▶ _What is asked_
a: List every actor named in the movie review.
b: Reproduce the movie review from "Plots No. 2" up to and including "by the Belarusians.".

▶ _Supplied passage_
┄┄┄┄┄┄

Michael Bryce’s (Reynolds) career, up to now, has been about keeping highly corrupt clients safe, while Darius Kincaid’s (Jackson) career was more or less about whacking Bryce’s clients—leading to the very excellent squabbling-debate question: Whose path is more righteous, “he who kills evil (expletive omitted), or he who protects them?”
It’s summer of 2017’s second R-rated, “Odd Couple”-type buddy flick. The first was “CHIPs.” Both movies are a little bit stupid. Both movies are also extremely funny.
Plot(s)
There are four plots. Bryce needs to escort Kincaid from London to the Hague, while avoiding getting deep-sixed by Belarusian soldiers of fortune who are trying to prevent Kincaid from testifying against megalomaniacal, evil-communist military commander Vladislav Dukhovich (Gary Oldman) at a tribunal. That’s plot No. 1.
Plots No. 2 and No. 3 are romantic: Will Bryce get back together with Interpol agent Amelia (newcomer French-Cambodian actress Elodie Yung)? Will Kincaid be reunited with his mucho-mucho-mucho hot-blooded, spicy-pepper of a wife, Sonia (Salma Hayek)?
There’s a fourth plot. No, actually it’s the only plot: Will these two men quit their nonstop bickering and learn to get along?
Bryce was once highly successful, but now he’s a bottom feeder, due to having failed to protect a top client. But his former girlfriend Amelia calls in a favor, requesting he help transport Kincaid, since her attempt got hijacked by the Belarusians.
Kincaid’s career, on the other hand, is stellar, but he gets caught visiting Sonia, who’s in jail. They don’t say why she’s there, but she’s comic book violent (and funny) enough for us not to need an explanation—cursing out the prison staff vociferously (and often) and making her obese, terrified-unto-flatulence cellmate stand in the corner.

┄┄┄┄┄┄

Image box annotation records
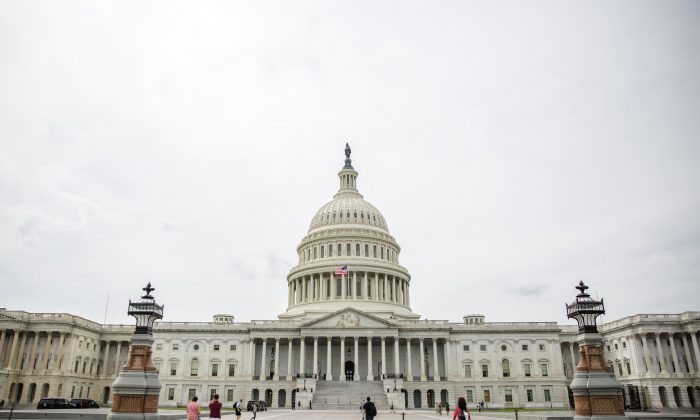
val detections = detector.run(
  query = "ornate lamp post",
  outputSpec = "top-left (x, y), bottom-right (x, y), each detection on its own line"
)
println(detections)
top-left (107, 283), bottom-right (164, 420)
top-left (566, 281), bottom-right (626, 420)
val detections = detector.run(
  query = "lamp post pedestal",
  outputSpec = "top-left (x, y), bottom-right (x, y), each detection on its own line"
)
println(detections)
top-left (107, 283), bottom-right (163, 420)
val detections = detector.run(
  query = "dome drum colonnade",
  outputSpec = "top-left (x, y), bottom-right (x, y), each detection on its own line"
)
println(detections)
top-left (280, 146), bottom-right (419, 319)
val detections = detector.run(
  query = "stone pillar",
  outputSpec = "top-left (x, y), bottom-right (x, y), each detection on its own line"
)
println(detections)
top-left (690, 331), bottom-right (700, 372)
top-left (352, 336), bottom-right (360, 381)
top-left (7, 330), bottom-right (19, 368)
top-left (313, 337), bottom-right (319, 379)
top-left (287, 337), bottom-right (294, 381)
top-left (571, 332), bottom-right (627, 420)
top-left (656, 334), bottom-right (668, 373)
top-left (433, 338), bottom-right (440, 381)
top-left (326, 337), bottom-right (333, 381)
top-left (406, 337), bottom-right (413, 381)
top-left (681, 333), bottom-right (697, 373)
top-left (338, 336), bottom-right (345, 381)
top-left (418, 338), bottom-right (428, 381)
top-left (28, 331), bottom-right (39, 370)
top-left (260, 337), bottom-right (267, 381)
top-left (367, 336), bottom-right (374, 381)
top-left (15, 331), bottom-right (27, 370)
top-left (669, 334), bottom-right (683, 372)
top-left (640, 333), bottom-right (654, 373)
top-left (247, 337), bottom-right (255, 380)
top-left (54, 333), bottom-right (66, 374)
top-left (382, 338), bottom-right (386, 379)
top-left (275, 338), bottom-right (280, 381)
top-left (299, 337), bottom-right (306, 377)
top-left (394, 336), bottom-right (401, 376)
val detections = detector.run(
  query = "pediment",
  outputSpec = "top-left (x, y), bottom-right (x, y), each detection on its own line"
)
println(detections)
top-left (302, 308), bottom-right (398, 329)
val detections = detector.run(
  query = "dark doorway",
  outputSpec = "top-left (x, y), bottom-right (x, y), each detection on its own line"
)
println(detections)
top-left (345, 360), bottom-right (355, 381)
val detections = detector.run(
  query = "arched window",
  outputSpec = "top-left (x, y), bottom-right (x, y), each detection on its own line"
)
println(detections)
top-left (501, 359), bottom-right (510, 378)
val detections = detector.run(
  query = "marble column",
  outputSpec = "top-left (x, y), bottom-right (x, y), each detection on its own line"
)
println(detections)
top-left (394, 336), bottom-right (401, 376)
top-left (690, 331), bottom-right (700, 372)
top-left (338, 336), bottom-right (345, 381)
top-left (313, 337), bottom-right (319, 379)
top-left (28, 331), bottom-right (39, 370)
top-left (326, 337), bottom-right (333, 381)
top-left (299, 337), bottom-right (306, 377)
top-left (287, 337), bottom-right (294, 381)
top-left (656, 334), bottom-right (668, 373)
top-left (640, 333), bottom-right (654, 373)
top-left (275, 338), bottom-right (280, 381)
top-left (54, 333), bottom-right (66, 371)
top-left (382, 337), bottom-right (386, 379)
top-left (260, 338), bottom-right (267, 381)
top-left (406, 337), bottom-right (413, 381)
top-left (352, 336), bottom-right (360, 381)
top-left (681, 333), bottom-right (696, 373)
top-left (15, 331), bottom-right (27, 370)
top-left (367, 336), bottom-right (374, 381)
top-left (418, 338), bottom-right (428, 381)
top-left (669, 334), bottom-right (683, 372)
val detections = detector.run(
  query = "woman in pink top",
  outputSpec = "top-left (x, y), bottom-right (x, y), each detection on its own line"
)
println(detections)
top-left (187, 396), bottom-right (199, 420)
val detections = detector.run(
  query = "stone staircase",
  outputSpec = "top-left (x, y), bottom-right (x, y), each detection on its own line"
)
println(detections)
top-left (312, 381), bottom-right (389, 411)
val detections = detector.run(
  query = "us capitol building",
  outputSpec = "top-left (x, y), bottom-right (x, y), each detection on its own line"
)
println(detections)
top-left (0, 147), bottom-right (700, 409)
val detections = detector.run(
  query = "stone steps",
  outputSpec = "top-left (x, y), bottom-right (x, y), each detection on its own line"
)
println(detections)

┄┄┄┄┄┄

▶ _Answers to each task_
a: Reynolds, Jackson, Gary Oldman, Elodie Yung, Salma Hayek

b:
Plots No. 2 and No. 3 are romantic: Will Bryce get back together with Interpol agent Amelia (newcomer French-Cambodian actress Elodie Yung)? Will Kincaid be reunited with his mucho-mucho-mucho hot-blooded, spicy-pepper of a wife, Sonia (Salma Hayek)?
There’s a fourth plot. No, actually it’s the only plot: Will these two men quit their nonstop bickering and learn to get along?
Bryce was once highly successful, but now he’s a bottom feeder, due to having failed to protect a top client. But his former girlfriend Amelia calls in a favor, requesting he help transport Kincaid, since her attempt got hijacked by the Belarusians.